> Problem to work on: Transcribe the passage below on the Democrats' economic message word for word, starting at the words "Politico reported this" and ending after the words "experiment in 2016.".

> Exercise passage:
Politico reported this week that Adam Green, co-founder of the Progressive Change Campaign Committee and Danielle Deiseroth, executive director at Data for Progress were in the White House and the offices of key Democrats on Capitol Hill over the past two months with a slide deck sharing poll results that confirm what we all know by now. The public is not giving Biden and the Democrats much credit for an economy they view as not going in the right direction for people like themselves – even when the survey question is premised in positive economic statistics. If Biden campaigns for reelection on economic statistics that show the economy is stronger than people think, and Donald Trump says the economy is terrible, Trump could win despite his despicable record as president. We know this because America ran this experiment in 2016.
Unlike most political observers, we were not surprised by Trump’s 2016 victory because we were concerned by the lack of a compelling economic message coming from the Clinton campaign. The “keep good going” Clinton economic message used national statistics to make the case for continuing the Obama policies that had brought the economy back from the Lehman Brothers economic collapse. In July of 2016, during the Republican National Convention where Donald Trump won the nomination, we wrote that the Democrats needed to use their upcoming convention to articulate a new economic message. “The test is whether in the fall all of Clinton's supporters and potential supporters have an answer to the question, ‘What will Hillary do to get the economy moving and help the middle class?’ If she passes this test, she could sail to a big win in November. If not, the race will stay far too close all the way to the end.”

> Data excerpts:
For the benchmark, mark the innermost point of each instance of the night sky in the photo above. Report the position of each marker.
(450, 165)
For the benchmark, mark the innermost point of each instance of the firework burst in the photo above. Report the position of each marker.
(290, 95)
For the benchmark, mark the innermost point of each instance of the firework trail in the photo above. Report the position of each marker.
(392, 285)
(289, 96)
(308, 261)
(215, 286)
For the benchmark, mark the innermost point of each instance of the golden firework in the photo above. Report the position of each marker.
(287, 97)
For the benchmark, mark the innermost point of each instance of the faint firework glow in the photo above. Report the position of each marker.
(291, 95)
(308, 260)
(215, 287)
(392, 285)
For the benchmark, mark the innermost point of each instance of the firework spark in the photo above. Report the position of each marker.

> Result of this task:
Politico reported this week that Adam Green, co-founder of the Progressive Change Campaign Committee and Danielle Deiseroth, executive director at Data for Progress were in the White House and the offices of key Democrats on Capitol Hill over the past two months with a slide deck sharing poll results that confirm what we all know by now. The public is not giving Biden and the Democrats much credit for an economy they view as not going in the right direction for people like themselves – even when the survey question is premised in positive economic statistics. If Biden campaigns for reelection on economic statistics that show the economy is stronger than people think, and Donald Trump says the economy is terrible, Trump could win despite his despicable record as president. We know this because America ran this experiment in 2016.